** START OF Text to read **
Superior Court of New Jersey, Appellate Division
Dec 9, 2022
No. A-0914-21 (App. Div. Dec. 9, 2022)

Opinion

A-0914-21

12-09-2022

DIANA A. BARROS, Plaintiff-Appellant, v. MARIA BARROS, and FTR FIRST TEXAS REALTY, LTD., Defendants-Respondents.

Mario M. Blanch, attorney for appellant. Cole Schotz PC, attorneys for respondents (Steven R. Klein, of counsel and on the brief).


This opinion shall not "constitute precedent or be binding upon any court." Although it is posted on the internet, this opinion is binding only on the parties in the case and its use in other cases is limited. R. 1:36-3.

Submitted October 18, 2022

On appeal from the Superior Court of New Jersey, Law Division, Hudson County, Docket No. DC-004521-21.

Mario M. Blanch, attorney for appellant.

Cole Schotz PC, attorneys for respondents (Steven R. Klein, of counsel and on the brief).

Before Judges Messano and Gilson.

PER CURIAM

This appeal arises out of a dispute between plaintiff Diana Barros and defendants Maria Barros, Diana's stepmother, and FTR-First Texas Realty, Ltd. (FT Realty) concerning the ownership of and right to use property located at 5502 Park Avenue, West New York, New Jersey (the Property). Diana appeals from orders granting summary judgment to defendants, ejecting her from the Property, and denying reconsideration. Because the record establishes that FT Realty owns the Property and Diana had no colorable claim of title or possession, we affirm.

Meaning no disrespect, we use first names because some of the parties and other relevant persons share the same last name.

I.

Arnaldo Barros and Margaret Irizarry Ortiz were married in January 1963. They had two children, including Diana. In 1977, while Arnaldo and Margaret were still married, Arnaldo had a child with Maria. Margaret passed away in November 1980, and Arnaldo married Maria in April 1982.

In 1977, Arnaldo and Maria purchased the Property as tenants-in-common. The Property is a two-family home consisting of two floors, with an apartment on each floor, and an attached garage. In 2005, Arnaldo and Maria sold the Property to FT Realty, a Texas limited partnership, and that sale was memorialized in a deed executed on August 29, 2005. At the time of the sale, FT Realty was owned in equal parts by Arnaldo, as the general partner, and three other limited partners. In 2008, Arnaldo acquired fifty-one percent ownership of FT Realty and the remaining forty-nine percent was transferred to Dimaje LLC (Dimaje), a Florida limited liability company formed by Arnaldo in 2007. In 2012, Arnaldo created the Arnaldo Barros Irrevocable Credit Shelter Trust (the Trust) and transferred his fifty-one percent interest in FT Realty to the Trust. Consequently, FT Realty is currently owned by two entities: (1) the Trust, which owns fifty-one percent; and (2) Dimaje, which owns forty-nine percent.
** END OF Text to read **
:: Task 1 ::
Edit the records from the line containing "Q: For every instance of the boy" down through the line containing "x=500, y=311", changing "baseball cap" to "ball cap" and leaving everything else as it is.
The court opinion and the records were taken from unrelated sources.
** START OF Data records **
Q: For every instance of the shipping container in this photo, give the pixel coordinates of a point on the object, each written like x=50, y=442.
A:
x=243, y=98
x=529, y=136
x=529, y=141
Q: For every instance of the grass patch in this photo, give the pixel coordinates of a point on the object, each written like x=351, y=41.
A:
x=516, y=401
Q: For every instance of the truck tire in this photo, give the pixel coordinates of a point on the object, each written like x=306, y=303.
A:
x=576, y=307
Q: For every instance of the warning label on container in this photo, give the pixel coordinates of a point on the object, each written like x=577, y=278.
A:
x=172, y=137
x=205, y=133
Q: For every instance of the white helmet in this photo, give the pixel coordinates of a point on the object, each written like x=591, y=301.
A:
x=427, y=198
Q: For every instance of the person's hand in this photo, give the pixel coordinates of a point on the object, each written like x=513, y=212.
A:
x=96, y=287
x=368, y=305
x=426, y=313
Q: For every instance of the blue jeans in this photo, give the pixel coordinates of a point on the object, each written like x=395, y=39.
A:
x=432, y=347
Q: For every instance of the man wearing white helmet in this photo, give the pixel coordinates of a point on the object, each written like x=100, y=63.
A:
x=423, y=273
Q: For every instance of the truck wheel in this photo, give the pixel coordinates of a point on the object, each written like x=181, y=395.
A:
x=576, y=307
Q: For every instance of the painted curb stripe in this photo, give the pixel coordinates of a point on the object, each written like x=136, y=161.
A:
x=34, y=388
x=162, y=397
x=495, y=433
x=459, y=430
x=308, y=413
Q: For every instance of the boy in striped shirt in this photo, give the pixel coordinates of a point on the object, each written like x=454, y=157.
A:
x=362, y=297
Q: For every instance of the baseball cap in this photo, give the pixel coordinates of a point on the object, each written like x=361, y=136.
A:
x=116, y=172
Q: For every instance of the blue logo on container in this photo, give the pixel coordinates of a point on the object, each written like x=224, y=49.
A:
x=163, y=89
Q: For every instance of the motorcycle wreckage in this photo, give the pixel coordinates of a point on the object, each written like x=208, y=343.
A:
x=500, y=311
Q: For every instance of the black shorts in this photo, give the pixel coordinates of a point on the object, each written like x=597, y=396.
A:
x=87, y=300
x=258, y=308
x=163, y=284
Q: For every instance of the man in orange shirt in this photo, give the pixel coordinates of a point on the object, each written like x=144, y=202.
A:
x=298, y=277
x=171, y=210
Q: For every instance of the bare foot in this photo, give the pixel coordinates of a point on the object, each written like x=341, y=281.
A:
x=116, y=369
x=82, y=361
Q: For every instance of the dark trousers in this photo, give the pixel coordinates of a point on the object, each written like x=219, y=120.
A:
** END OF Data records **
:: Task 2 ::
According to the court opinion, which entity currently owns fifty-one percent of FT Realty?

:: Exercise output 1 ::
Q: For every instance of the boy in striped shirt in this photo, give the pixel coordinates of a point on the object, each written like x=454, y=157.
A:
x=362, y=297
Q: For every instance of the ball cap in this photo, give the pixel coordinates of a point on the object, each written like x=361, y=136.
A:
x=116, y=172
Q: For every instance of the blue logo on container in this photo, give the pixel coordinates of a point on the object, each written like x=224, y=49.
A:
x=163, y=89
Q: For every instance of the motorcycle wreckage in this photo, give the pixel coordinates of a point on the object, each written like x=208, y=343.
A:
x=500, y=311

:: Exercise output 2 ::
The Arnaldo Barros Irrevocable Credit Shelter Trust owns fifty-one percent of FT Realty.